§ **TASK TO CARRY OUT**
Write out the entries, the stretch from the start through the line containing "174 132 L 174", as a two-column CSV with the columns text and answer and one row per entry. Enclose each field in double quotes and turn every line break into a space.

§ **DATA LINES**
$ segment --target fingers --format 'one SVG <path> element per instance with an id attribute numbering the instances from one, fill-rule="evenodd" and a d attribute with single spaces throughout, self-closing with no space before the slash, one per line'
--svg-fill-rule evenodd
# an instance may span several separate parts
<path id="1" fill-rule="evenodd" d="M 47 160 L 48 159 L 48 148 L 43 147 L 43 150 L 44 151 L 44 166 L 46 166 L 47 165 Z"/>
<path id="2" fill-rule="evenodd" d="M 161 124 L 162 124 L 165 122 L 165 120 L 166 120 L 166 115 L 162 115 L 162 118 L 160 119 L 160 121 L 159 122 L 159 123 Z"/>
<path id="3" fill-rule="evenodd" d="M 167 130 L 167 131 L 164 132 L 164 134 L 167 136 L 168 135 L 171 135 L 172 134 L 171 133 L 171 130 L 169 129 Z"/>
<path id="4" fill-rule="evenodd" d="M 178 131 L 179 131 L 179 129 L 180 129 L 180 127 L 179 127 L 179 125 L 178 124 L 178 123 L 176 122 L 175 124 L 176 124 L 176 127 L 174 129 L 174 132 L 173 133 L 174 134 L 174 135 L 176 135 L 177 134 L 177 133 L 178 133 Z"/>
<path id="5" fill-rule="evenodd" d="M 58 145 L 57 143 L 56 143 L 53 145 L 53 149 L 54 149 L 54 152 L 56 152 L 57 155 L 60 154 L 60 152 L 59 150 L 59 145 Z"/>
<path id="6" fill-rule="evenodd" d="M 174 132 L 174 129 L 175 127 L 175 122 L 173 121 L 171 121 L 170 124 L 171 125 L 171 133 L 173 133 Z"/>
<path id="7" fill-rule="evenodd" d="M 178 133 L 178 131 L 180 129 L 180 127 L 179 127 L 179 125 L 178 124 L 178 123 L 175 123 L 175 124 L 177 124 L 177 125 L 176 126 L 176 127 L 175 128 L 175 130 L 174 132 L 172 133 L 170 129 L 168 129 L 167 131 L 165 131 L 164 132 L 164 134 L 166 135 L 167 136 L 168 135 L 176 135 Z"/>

§ **EXPECTED ANSWER**
text,answer
"$ segment --target fingers --format 'one SVG <path> element per instance with an id attribute numbering the instances from one, fill-rule=""evenodd"" and a d attribute with single spaces throughout, self-closing with no space before the slash, one per line' --svg-fill-rule evenodd # an instance may span several separate parts","<path id=""1"" fill-rule=""evenodd"" d=""M 47 160 L 48 159 L 48 148 L 43 147 L 43 150 L 44 151 L 44 166 L 46 166 L 47 165 Z""/> <path id=""2"" fill-rule=""evenodd"" d=""M 161 124 L 162 124 L 165 122 L 165 120 L 166 120 L 166 115 L 162 115 L 162 118 L 160 119 L 160 121 L 159 122 L 159 123 Z""/> <path id=""3"" fill-rule=""evenodd"" d=""M 167 130 L 167 131 L 164 132 L 164 134 L 167 136 L 168 135 L 171 135 L 172 134 L 171 133 L 171 130 L 169 129 Z""/> <path id=""4"" fill-rule=""evenodd"" d=""M 178 131 L 179 131 L 179 129 L 180 129 L 180 127 L 179 127 L 179 125 L 178 124 L 178 123 L 176 122 L 175 124 L 176 124 L 176 127 L 174 129 L 174 132 L 173 133 L 174 134 L 174 135 L 176 135 L 177 134 L 177 133 L 178 133 Z""/> <path id=""5"" fill-rule=""evenodd"" d=""M 58 145 L 57 143 L 56 143 L 53 145 L 53 149 L 54 149 L 54 152 L 56 152 L 57 155 L 60 154 L 60 152 L 59 150 L 59 145 Z""/> <path id=""6"" fill-rule=""evenodd"" d=""M 174 132 L 174 129 L 175 127 L 175 122 L 173 121 L 171 121 L 170 124 L 171 125 L 171 133 L 173 133 Z""/>"